■ WORK TO BE COMPLETED
Give again, exactly as written, each line of the material below starting at the line that contains "Need: pin one point for each instance of the green" and ending at the line that contains "Target: lavender flower". Both ends count, and no other line does.
------ MATERIAL SUPPLIED ------
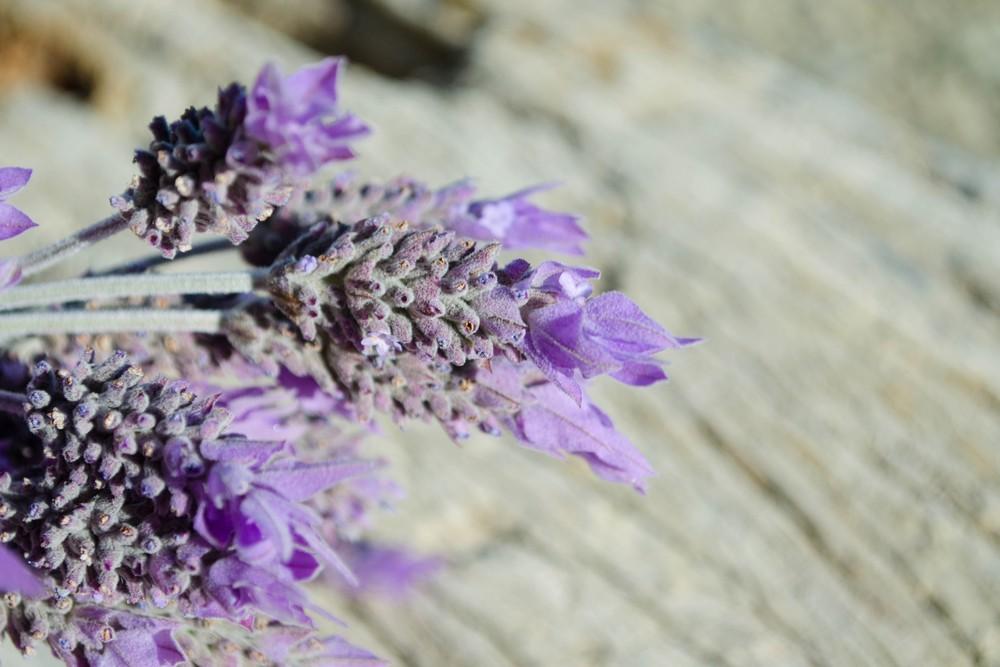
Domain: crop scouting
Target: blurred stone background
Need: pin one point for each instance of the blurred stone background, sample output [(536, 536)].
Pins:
[(813, 187)]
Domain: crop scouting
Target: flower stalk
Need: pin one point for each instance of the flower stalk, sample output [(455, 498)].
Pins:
[(126, 320), (113, 287)]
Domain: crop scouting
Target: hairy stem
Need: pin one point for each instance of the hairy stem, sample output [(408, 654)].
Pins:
[(142, 265), (111, 287), (45, 257), (12, 402), (128, 320)]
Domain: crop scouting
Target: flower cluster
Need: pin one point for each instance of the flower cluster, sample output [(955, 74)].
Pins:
[(224, 170), (178, 462)]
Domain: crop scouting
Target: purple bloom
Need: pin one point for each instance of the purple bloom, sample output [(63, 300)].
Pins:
[(126, 640), (388, 571), (297, 116), (10, 273), (518, 223), (17, 576), (570, 331), (12, 220)]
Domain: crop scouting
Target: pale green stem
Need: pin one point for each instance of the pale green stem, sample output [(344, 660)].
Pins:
[(45, 257), (131, 320), (113, 287)]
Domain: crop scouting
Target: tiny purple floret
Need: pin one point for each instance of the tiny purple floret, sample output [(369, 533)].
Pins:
[(12, 220), (297, 117)]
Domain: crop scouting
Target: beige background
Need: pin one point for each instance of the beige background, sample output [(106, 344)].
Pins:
[(813, 187)]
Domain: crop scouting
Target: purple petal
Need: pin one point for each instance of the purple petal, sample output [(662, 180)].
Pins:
[(13, 179), (301, 481), (619, 321), (140, 648), (388, 571), (13, 222), (518, 223), (640, 374), (555, 424)]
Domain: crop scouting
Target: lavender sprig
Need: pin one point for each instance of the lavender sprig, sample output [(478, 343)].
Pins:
[(167, 504)]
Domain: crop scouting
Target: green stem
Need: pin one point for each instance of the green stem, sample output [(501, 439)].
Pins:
[(45, 257), (131, 320), (145, 285), (143, 265)]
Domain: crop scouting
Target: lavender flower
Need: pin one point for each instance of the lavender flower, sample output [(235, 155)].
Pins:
[(136, 497), (297, 118), (570, 332), (12, 220), (512, 221), (421, 323), (225, 170), (177, 519)]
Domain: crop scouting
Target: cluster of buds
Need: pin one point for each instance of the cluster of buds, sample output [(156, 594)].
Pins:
[(166, 499), (140, 499)]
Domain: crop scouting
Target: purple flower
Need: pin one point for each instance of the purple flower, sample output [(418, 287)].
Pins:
[(297, 117), (10, 273), (518, 223), (125, 640), (12, 220), (392, 572), (569, 331), (17, 576)]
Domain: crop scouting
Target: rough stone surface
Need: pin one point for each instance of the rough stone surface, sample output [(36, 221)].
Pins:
[(828, 490)]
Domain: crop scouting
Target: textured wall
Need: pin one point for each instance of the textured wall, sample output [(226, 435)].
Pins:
[(811, 186)]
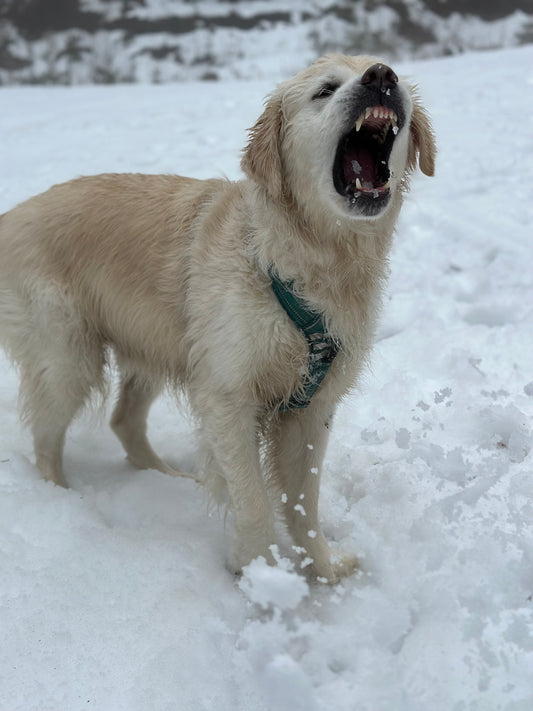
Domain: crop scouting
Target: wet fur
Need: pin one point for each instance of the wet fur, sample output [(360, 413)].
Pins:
[(170, 273)]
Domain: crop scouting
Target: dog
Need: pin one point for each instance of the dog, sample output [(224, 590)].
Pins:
[(175, 278)]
------
■ WORKED SOLUTION
Need: pin one point for each instance of the green stem, sample output [(501, 439)].
Pins:
[(45, 257), (131, 320), (145, 285), (143, 265)]
Domain: crop scouting
Target: lavender flower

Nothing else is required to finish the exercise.